Duplicate the following lines of material without changing anything.

— START OF SUPPLIED RECORDS —

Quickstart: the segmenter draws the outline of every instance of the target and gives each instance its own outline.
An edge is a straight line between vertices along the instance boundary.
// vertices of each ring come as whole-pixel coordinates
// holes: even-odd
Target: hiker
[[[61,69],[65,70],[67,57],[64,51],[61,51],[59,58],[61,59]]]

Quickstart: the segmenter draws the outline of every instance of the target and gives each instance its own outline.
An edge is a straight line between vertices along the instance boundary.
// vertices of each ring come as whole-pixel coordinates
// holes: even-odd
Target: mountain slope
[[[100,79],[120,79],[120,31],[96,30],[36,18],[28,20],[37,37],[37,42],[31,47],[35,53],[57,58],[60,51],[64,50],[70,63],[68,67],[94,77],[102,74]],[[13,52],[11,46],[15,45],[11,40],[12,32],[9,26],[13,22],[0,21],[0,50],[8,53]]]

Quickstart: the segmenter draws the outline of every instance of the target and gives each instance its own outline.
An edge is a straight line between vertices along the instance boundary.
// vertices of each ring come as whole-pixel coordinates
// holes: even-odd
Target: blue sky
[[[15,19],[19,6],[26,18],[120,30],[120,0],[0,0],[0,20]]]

— END OF SUPPLIED RECORDS —

### [RESULT]
Quickstart: the segmenter draws the outline of every instance of the target and gives each instance its own outline.
An edge is a straight line between vertices along the instance boundary.
// vertices of each ring come as whole-pixel coordinates
// holes: even-odd
Target: hiker
[[[61,69],[65,70],[67,57],[64,51],[61,51],[59,58],[61,59]]]

Quickstart: the segmenter draws the outline of every instance of the target and gives each instance its own outline.
An edge is a straight line between vertices along the instance boundary.
// vertices of each ring come as whole-pixel coordinates
// holes: even-odd
Target: mountain slope
[[[100,79],[120,79],[120,31],[96,30],[36,18],[28,20],[37,37],[37,42],[31,47],[35,53],[57,58],[60,51],[64,50],[70,63],[68,67],[94,77],[102,74]],[[13,52],[11,46],[15,45],[11,40],[12,32],[9,26],[13,22],[0,21],[0,50],[8,53]]]

Quickstart: the segmenter draws the outline of every instance of the target and gives each instance its own outline.
An edge is a straight line between vertices along the instance boundary.
// vertices of each ring come as whole-pixel coordinates
// holes: even-odd
Target: blue sky
[[[15,19],[19,6],[26,18],[120,30],[120,0],[0,0],[0,20]]]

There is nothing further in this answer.